### Written tasks
a) Name the six filmmakers selected for the challenge in the Filmmaker Challenge announcement below.
b) Copy out the entries that follow the Filmmaker Challenge announcement below, line for line and unchanged. Omit the pictures from your copy.

### Passage given
(From left to right) Asena Nour, Louisa Rechenbach, Hannah Ava Dahl, Julia Mervis, Marta Miskaryan, Tanicha Toro-Oloto.
Returning for the third year running, we are delighted to present our Filmmaker Challenge 2024. Six early-career UK filmmakers have been selected to undertake the challenge of making a film on the fly, with a micro budget and equipment support, as well as mentoring from Oscar and BAFTA-nominated filmmaker Julie Cohen (RBG, Every Body, My Name is Pauli Murray).
Working to a tight deadline, filmmakers will respond to the festival theme of Reflections on Realities, with only the deadline as a commissioning constraint. All filming is to be undertaken in a single day in and around Sheffield.
Join us for a screening of the finished films + Q&A with the filmmakers and mentor, and see Sheffield through the eyes of our exciting new talents.
Meet the Filmmakers
Asena Nour
Asena Nour is an independent filmmaker exploring liminal, marginal, and taboo subjects across documentaries, experimental and narrative films. Born and based in London, she offers a distinctly Turkish, working-class, and diasporic lens to explore issues of heritage, migration, memory, violence, and care rooted in womanhood and the everyday. Her award-winning debut narrative short See You In The Dark (2023) premiered at Berlin British Shorts. Her latest documentary My Mother’s Mother (2022), commissioned by Create Studios has screened at the BFI, LSFF, London Design Festival and is currently touring English Heritage sites. Her first documentary Homeland Trilogy (2017) is streaming on BFI Player and toured various cinemas across the UK as part of T A P E Collective’s ‘BWAYRF?’ season at the BFI. She has participated in various panel talks on diasporic filmmaking and contributed ‘The Root Will Grow Back,’ a meditation on diasporic filmmaking to The Road to Nowhere Magazine.

### Given records
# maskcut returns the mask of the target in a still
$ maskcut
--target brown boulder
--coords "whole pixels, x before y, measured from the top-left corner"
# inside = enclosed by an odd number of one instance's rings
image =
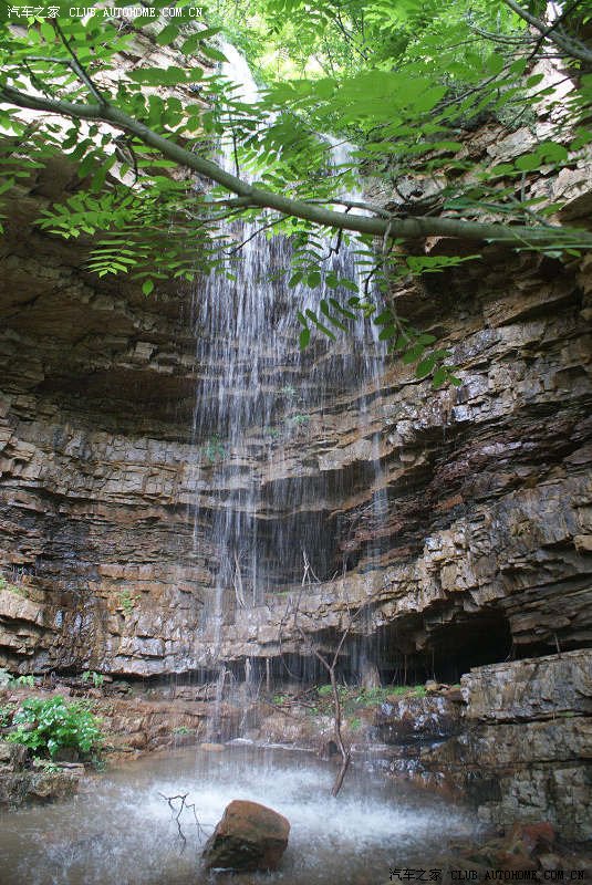
[[[253,872],[277,870],[288,845],[290,824],[258,802],[233,800],[208,839],[206,867]]]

### Expected results
a) Asena Nour, Louisa Rechenbach, Hannah Ava Dahl, Julia Mervis, Marta Miskaryan, Tanicha Toro-Oloto

b)
# maskcut returns the mask of the target in a still
$ maskcut
--target brown boulder
--coords "whole pixels, x before y, measured from the top-left corner"
# inside = enclosed by an odd number of one instance's rings
image =
[[[253,872],[277,870],[288,845],[290,824],[258,802],[233,800],[208,839],[206,867]]]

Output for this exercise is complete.